*** Records for the task ***
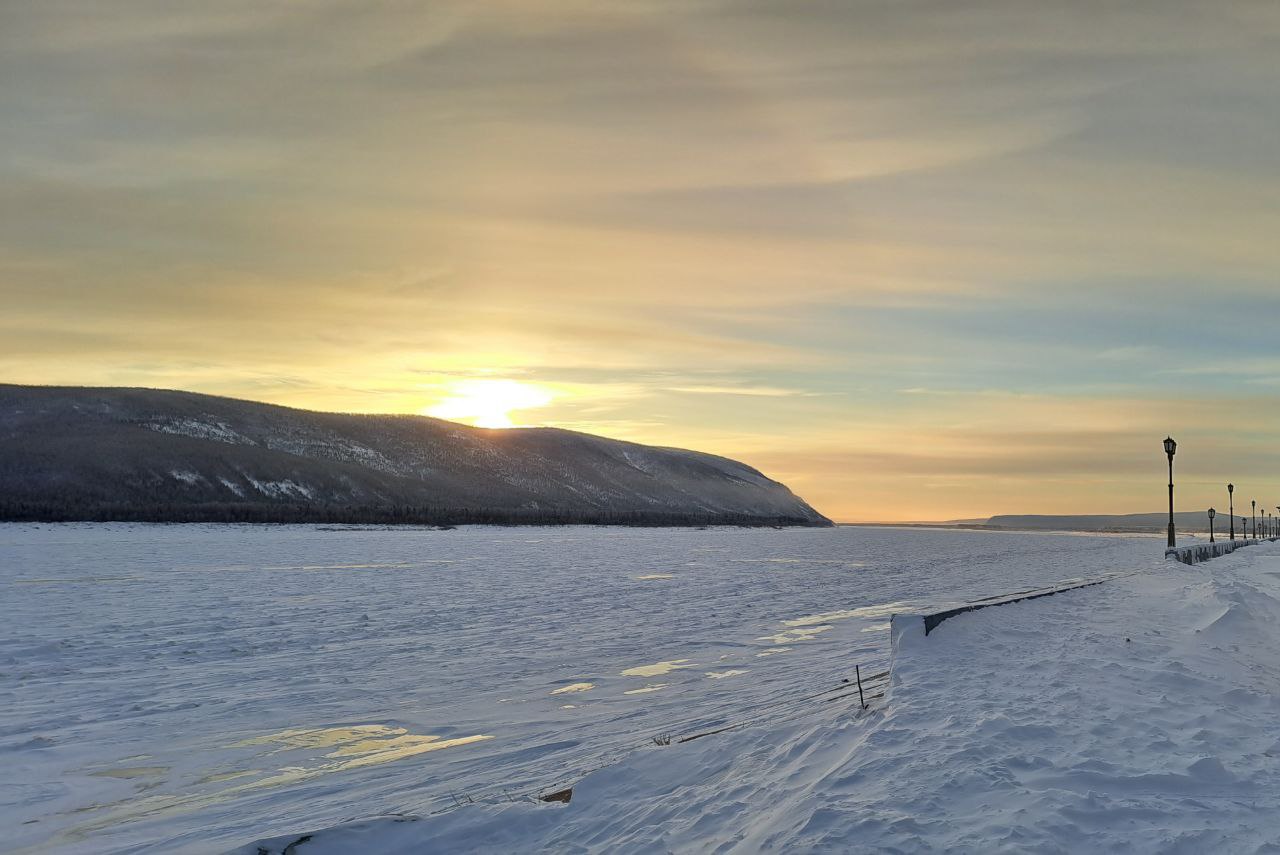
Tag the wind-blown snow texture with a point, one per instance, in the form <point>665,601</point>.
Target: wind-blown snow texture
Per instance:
*** End of Records for the task ***
*** Records for the task ***
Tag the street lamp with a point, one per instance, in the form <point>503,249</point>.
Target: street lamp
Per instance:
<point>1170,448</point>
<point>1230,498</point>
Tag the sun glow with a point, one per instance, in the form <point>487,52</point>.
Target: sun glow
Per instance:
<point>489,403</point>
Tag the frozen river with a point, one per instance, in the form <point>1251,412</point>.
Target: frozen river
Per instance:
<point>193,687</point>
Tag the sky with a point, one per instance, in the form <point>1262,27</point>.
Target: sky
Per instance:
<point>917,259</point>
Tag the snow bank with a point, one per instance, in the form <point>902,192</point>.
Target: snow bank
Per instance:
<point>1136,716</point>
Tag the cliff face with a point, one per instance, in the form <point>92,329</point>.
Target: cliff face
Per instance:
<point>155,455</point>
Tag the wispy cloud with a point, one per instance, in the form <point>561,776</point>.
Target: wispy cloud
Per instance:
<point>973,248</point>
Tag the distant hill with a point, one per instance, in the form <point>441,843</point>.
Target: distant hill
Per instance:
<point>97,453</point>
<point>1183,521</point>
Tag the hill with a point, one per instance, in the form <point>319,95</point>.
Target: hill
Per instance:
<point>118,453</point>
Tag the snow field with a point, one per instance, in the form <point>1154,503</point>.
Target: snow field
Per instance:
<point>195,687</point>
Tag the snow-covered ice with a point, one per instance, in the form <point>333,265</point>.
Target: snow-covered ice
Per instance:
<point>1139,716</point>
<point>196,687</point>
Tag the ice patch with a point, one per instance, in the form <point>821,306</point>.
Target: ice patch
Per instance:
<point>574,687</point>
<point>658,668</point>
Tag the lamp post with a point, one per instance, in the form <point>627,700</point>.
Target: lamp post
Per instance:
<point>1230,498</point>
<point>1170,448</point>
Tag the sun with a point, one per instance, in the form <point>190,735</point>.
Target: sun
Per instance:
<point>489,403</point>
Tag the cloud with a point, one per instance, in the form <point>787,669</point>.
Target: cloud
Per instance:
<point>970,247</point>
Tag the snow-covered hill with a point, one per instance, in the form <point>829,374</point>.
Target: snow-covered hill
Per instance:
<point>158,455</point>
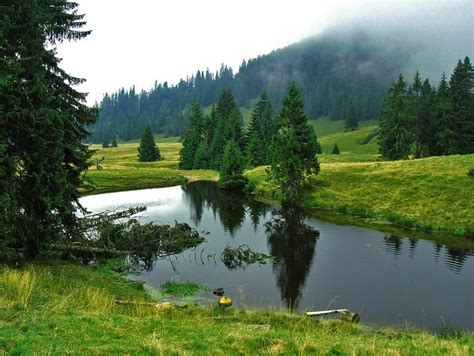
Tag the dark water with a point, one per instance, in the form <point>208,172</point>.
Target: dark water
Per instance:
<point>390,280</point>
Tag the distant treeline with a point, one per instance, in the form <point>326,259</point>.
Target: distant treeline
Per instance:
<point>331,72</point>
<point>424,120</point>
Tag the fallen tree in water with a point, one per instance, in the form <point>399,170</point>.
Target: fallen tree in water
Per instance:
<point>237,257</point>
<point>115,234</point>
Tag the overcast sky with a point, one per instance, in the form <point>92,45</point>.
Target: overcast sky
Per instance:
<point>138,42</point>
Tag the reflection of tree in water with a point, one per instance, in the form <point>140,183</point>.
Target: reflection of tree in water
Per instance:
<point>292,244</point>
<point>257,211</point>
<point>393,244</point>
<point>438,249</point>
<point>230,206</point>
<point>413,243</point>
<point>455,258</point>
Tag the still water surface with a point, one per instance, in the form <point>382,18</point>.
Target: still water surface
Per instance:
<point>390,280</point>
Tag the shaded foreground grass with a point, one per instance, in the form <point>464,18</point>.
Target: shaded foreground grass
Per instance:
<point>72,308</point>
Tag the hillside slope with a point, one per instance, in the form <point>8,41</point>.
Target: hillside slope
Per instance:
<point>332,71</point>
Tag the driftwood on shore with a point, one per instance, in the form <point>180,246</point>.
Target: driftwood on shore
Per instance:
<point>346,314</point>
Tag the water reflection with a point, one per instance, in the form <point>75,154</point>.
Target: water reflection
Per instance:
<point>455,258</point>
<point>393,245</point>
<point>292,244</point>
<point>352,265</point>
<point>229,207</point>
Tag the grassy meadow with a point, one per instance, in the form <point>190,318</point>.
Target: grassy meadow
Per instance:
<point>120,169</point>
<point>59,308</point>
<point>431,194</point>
*** End of Records for the task ***
→ Task requirements
Search the entries above for "wispy". Show every line that has it.

→ Result
Tag the wispy cloud with a point, one per instance, in the form <point>561,776</point>.
Target: wispy cloud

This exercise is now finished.